Requirements
**A)** List each distinct username that appears in a post header of the forum thread.
**B)** Count how many lines of the records contain the string "target", and reply with only that number.

Excerpt
- - - -

Remember that Texans are just a bunch of folks from Connecticut that ran out of room.

http://en.wikipedia.org/wiki/Moses_Austin


----------



## DesertOkie (Jul 15, 2011)

Redwood said:


> Remember that Texans are just a bunch of folks from Connecticut that ran out of room.
> 
> http://en.wikipedia.org/wiki/Moses_Austin



I guess they left the little folks in Connecticut. :laughing:


----------



## TX MECH PLUMBER (May 27, 2011)

Redwood said:


> Remember that Texans are just a bunch of folks from Connecticut that ran out of room.
> 
> http://en.wikipedia.org/wiki/Moses_Austin


The grandfather of Texas!!! He knew where gods country was!!


----------



## Widdershins (Feb 5, 2011)

Speaking of Germans and their machines; Am I the only one who finds this advertising campaign to be in poor taste?


----------



## Redwood (Sep 8, 2008)

DesertOkie said:


> I guess they left the little folks in Connecticut. :laughing:


Nah... We were just glad they finally left...

Kinda like the in-laws that comes to visit, then they stay too long...:laughing:


----------



## Redwood (Sep 8, 2008)

Widdershins said:


> Speaking of Germans and their machines; Am I the only one who finds this advertising campaign to be in poor taste?


You might have something there... :whistling2:
I'm seeing it!:yes:


----------

- - - -

Exercise materials
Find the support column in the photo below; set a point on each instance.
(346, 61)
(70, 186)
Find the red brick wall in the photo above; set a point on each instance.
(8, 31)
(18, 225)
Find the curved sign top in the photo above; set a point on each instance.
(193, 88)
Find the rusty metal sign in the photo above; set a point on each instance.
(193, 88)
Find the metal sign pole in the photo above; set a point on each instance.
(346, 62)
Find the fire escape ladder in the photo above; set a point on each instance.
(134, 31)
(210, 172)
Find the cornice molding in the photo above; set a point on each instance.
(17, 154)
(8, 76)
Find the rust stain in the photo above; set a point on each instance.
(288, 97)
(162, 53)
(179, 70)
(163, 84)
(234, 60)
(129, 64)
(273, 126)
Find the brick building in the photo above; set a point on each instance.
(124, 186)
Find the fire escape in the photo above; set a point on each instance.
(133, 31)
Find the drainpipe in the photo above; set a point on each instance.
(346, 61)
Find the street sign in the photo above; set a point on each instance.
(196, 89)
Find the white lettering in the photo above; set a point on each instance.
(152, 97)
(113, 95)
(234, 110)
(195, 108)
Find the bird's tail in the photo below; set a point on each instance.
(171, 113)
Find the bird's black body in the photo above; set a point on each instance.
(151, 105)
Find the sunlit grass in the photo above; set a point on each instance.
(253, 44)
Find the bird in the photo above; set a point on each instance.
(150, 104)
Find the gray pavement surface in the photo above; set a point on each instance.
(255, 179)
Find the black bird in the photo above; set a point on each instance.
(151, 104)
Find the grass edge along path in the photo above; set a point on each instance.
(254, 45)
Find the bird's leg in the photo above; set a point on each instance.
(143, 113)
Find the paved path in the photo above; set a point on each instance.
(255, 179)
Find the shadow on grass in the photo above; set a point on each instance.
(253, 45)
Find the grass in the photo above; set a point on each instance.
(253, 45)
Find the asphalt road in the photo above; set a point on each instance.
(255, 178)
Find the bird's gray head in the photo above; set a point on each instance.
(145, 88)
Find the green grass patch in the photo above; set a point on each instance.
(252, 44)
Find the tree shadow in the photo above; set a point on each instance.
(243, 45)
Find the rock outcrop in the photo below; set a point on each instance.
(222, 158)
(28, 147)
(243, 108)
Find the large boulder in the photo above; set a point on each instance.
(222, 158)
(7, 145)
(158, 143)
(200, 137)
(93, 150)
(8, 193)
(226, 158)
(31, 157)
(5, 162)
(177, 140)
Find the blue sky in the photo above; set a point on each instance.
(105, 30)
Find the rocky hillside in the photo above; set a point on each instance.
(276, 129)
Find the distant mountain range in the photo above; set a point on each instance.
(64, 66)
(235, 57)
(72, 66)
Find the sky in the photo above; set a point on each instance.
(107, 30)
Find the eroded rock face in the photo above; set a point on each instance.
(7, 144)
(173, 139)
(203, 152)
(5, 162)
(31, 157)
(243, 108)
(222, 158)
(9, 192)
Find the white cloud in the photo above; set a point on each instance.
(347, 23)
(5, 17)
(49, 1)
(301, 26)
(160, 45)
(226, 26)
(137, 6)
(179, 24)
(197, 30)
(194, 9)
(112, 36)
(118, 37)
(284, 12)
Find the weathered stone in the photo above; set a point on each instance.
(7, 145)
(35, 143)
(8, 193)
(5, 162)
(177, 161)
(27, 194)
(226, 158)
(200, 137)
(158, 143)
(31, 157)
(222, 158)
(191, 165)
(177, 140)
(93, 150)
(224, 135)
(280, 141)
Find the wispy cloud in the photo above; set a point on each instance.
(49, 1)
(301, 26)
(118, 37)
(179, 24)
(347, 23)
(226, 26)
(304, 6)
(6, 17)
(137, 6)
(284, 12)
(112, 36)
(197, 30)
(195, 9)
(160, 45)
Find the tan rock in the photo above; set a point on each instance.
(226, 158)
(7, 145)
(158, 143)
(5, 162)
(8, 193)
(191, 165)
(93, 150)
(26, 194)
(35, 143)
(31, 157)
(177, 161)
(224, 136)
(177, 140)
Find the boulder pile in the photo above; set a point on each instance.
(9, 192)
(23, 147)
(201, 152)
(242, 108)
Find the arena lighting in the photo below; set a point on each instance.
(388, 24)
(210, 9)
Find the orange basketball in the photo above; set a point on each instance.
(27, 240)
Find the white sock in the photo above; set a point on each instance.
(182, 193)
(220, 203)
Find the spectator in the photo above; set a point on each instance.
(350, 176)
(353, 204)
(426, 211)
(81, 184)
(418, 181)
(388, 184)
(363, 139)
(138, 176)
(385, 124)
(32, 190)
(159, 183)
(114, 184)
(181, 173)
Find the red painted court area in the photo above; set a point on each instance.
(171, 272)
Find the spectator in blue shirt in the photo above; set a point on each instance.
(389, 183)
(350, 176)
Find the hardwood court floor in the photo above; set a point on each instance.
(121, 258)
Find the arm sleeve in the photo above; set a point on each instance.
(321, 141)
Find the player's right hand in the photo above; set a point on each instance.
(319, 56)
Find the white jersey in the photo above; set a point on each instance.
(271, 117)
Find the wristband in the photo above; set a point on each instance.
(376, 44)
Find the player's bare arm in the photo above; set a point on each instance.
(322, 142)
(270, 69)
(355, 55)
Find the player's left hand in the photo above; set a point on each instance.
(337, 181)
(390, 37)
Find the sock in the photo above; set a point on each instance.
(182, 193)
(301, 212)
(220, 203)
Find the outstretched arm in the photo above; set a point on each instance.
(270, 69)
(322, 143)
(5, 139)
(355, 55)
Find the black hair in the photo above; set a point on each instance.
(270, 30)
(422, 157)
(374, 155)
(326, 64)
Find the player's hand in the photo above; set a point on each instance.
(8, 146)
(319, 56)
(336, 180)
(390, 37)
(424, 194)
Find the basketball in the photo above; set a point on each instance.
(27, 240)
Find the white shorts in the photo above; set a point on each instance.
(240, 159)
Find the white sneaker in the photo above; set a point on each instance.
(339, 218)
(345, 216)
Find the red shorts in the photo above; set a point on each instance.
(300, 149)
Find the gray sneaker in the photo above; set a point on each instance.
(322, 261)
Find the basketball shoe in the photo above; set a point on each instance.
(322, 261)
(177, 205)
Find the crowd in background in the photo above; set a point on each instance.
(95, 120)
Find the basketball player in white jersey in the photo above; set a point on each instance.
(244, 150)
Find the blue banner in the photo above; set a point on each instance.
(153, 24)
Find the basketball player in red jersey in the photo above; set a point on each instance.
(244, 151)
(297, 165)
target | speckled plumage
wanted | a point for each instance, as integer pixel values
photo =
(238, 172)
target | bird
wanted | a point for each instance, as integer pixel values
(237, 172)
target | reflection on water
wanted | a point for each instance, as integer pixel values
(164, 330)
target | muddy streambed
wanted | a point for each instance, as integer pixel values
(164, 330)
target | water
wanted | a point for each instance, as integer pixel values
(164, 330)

- - - -

Task responses
**A)** DesertOkie, TX MECH PLUMBER, Widdershins, Redwood

**B)** 5